### WHAT IS REQUIRED
Go through all the data and rename "cabinet door" to "cupboard door" everywhere it appears, with every other detail left as is. Give the revised lines without the pictures.

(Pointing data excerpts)
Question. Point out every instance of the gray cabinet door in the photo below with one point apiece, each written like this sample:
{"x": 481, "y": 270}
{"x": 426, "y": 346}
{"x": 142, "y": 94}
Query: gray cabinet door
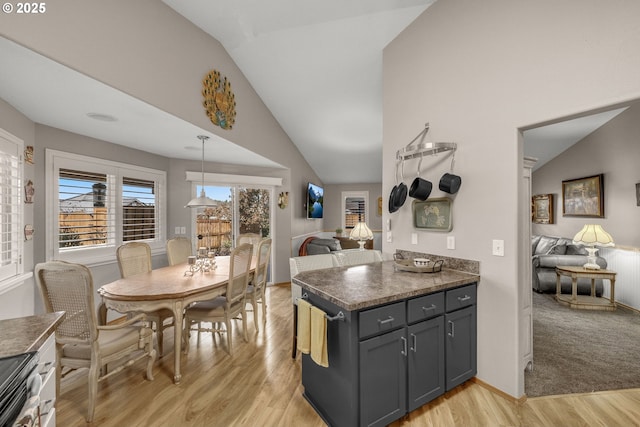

### ANSWER TO THE EXERCISE
Question. Point out every instance of the gray cupboard door in the photo below with one point apiece, each written like this sample:
{"x": 481, "y": 270}
{"x": 426, "y": 346}
{"x": 142, "y": 94}
Query: gray cupboard door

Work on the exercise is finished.